→ RECORDS TO PROCESS
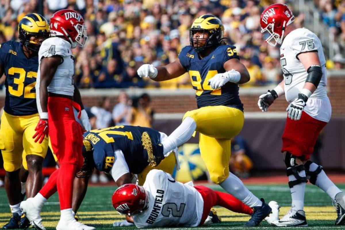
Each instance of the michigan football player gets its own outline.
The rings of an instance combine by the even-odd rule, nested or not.
[[[39,144],[32,137],[39,120],[35,89],[37,54],[40,44],[49,36],[49,25],[41,15],[31,13],[20,20],[18,30],[20,42],[9,41],[0,46],[0,76],[4,73],[6,76],[0,149],[6,171],[5,188],[12,213],[9,222],[3,227],[4,229],[30,226],[24,217],[21,220],[20,169],[24,160],[24,167],[29,171],[26,195],[34,196],[42,187],[42,163],[48,146],[46,137]]]
[[[198,132],[201,157],[211,180],[254,208],[254,213],[245,226],[256,226],[271,209],[229,173],[229,169],[231,139],[241,131],[244,121],[238,84],[247,82],[250,77],[239,61],[236,48],[225,42],[224,33],[219,19],[209,14],[200,16],[190,28],[190,45],[182,49],[178,59],[157,68],[143,65],[138,73],[140,77],[160,81],[188,72],[196,91],[198,108],[187,112],[182,124],[162,145],[155,146],[155,150],[164,154]]]

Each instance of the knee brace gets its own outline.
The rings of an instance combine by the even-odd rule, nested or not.
[[[310,165],[313,163],[317,165],[317,168],[315,171],[310,171]],[[305,163],[304,167],[305,167],[305,174],[309,179],[309,182],[313,185],[315,185],[317,179],[317,175],[322,171],[323,167],[310,160],[307,161]]]
[[[301,177],[298,174],[299,172],[305,170],[305,168],[303,165],[296,165],[296,156],[287,152],[284,160],[286,166],[286,176],[288,177],[290,175],[293,175],[296,178],[295,180],[289,181],[289,187],[290,188],[296,185],[308,181],[306,177]]]

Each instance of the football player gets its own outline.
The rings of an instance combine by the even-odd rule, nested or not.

→ PROBLEM DESCRIPTION
Format every line of text in the items above as a JSON list of strings, one string per line, skipping blank lines and leaving out the pictures.

→ CORRECT OUTPUT
[
  "Each instance of the michigan football player gets its own outline.",
  "The rings of an instance combine by the even-odd rule, nested or not.",
  "[[[39,144],[32,137],[39,120],[35,89],[37,54],[40,44],[49,36],[49,25],[41,15],[31,13],[20,20],[18,30],[20,42],[9,41],[0,46],[0,76],[4,73],[6,76],[0,149],[6,171],[5,188],[12,213],[9,222],[3,227],[4,229],[30,226],[24,217],[21,220],[20,169],[24,160],[24,167],[29,171],[26,195],[34,196],[42,187],[42,163],[48,146],[46,137]]]",
  "[[[198,132],[201,157],[211,180],[254,208],[254,213],[245,226],[256,226],[271,209],[229,173],[229,169],[231,139],[241,131],[244,121],[238,84],[247,82],[250,77],[239,61],[236,48],[225,42],[224,33],[219,19],[209,14],[200,16],[190,28],[190,45],[182,49],[178,59],[157,68],[143,65],[138,73],[140,77],[160,81],[188,72],[196,91],[198,108],[187,112],[182,124],[162,145],[155,146],[155,150],[164,154]]]",
  "Each instance of the knee brace gets its own outline.",
  "The rings of an instance combine by the even-odd rule, nested or not.",
  "[[[310,165],[313,163],[317,165],[317,168],[315,171],[310,171]],[[305,163],[304,167],[305,167],[305,174],[309,179],[309,182],[313,185],[315,185],[317,179],[317,175],[322,171],[323,167],[310,160],[307,161]]]",
  "[[[301,177],[298,174],[299,172],[305,170],[305,168],[303,165],[296,165],[296,156],[287,152],[284,160],[286,166],[286,176],[288,177],[290,175],[293,175],[296,178],[295,180],[289,181],[289,187],[290,188],[296,185],[308,181],[306,177]]]",
  "Each instance of the football player gets its own outline.",
  "The rings of an instance combine by the even-odd rule, nested or not."
]